**Your task**. Go to the line in the entries below that holds "wall, shaped like this sample" and repeat exactly from there through the line that holds "slat, shaped like this sample", inclusive.

[Dataset entries]

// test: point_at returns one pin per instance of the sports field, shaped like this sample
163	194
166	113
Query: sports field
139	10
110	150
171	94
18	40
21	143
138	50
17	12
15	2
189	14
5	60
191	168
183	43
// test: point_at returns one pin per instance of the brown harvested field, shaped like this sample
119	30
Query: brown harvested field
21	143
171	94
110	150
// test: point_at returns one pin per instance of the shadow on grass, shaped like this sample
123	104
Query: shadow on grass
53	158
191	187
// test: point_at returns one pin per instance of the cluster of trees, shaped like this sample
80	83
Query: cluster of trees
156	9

==

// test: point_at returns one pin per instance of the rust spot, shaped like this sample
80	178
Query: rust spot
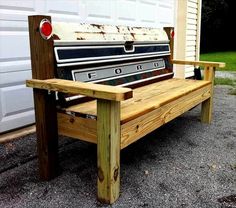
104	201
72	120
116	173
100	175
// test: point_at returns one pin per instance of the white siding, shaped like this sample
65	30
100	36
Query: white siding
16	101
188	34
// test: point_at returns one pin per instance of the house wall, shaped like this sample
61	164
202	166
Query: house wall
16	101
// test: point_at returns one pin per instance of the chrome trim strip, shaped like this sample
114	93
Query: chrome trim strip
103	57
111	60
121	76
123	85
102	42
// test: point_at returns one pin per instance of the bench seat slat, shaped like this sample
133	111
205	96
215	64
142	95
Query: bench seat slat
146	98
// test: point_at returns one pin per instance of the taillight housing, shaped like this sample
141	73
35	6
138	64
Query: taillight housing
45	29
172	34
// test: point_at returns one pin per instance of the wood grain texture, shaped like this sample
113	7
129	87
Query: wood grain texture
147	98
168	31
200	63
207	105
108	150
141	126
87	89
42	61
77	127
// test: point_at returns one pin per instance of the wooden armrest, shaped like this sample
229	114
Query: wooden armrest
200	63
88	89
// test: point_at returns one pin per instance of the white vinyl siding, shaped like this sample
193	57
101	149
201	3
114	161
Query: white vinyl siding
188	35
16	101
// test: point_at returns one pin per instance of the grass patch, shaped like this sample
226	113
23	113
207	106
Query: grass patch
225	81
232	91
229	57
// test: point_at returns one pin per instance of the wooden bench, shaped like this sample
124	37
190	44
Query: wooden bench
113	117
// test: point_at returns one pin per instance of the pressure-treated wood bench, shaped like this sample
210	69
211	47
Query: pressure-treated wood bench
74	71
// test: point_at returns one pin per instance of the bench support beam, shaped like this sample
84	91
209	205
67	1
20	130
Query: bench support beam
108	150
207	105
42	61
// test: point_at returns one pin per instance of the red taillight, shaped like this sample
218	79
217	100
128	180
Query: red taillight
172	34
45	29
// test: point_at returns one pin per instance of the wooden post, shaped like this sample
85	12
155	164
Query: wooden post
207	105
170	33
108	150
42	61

**Written response**.
// test: point_at returns one pin per instance of the house wall, shaped like this sample
61	164
202	166
Query: house wall
16	101
// test: point_at returns one pin per instance of the chrome trim strip, shaped like this sample
114	93
Query: chrome trim strip
103	57
111	60
121	76
123	85
102	42
// test: point_at returns one pin per instance of the bench seat slat, shaped like this sample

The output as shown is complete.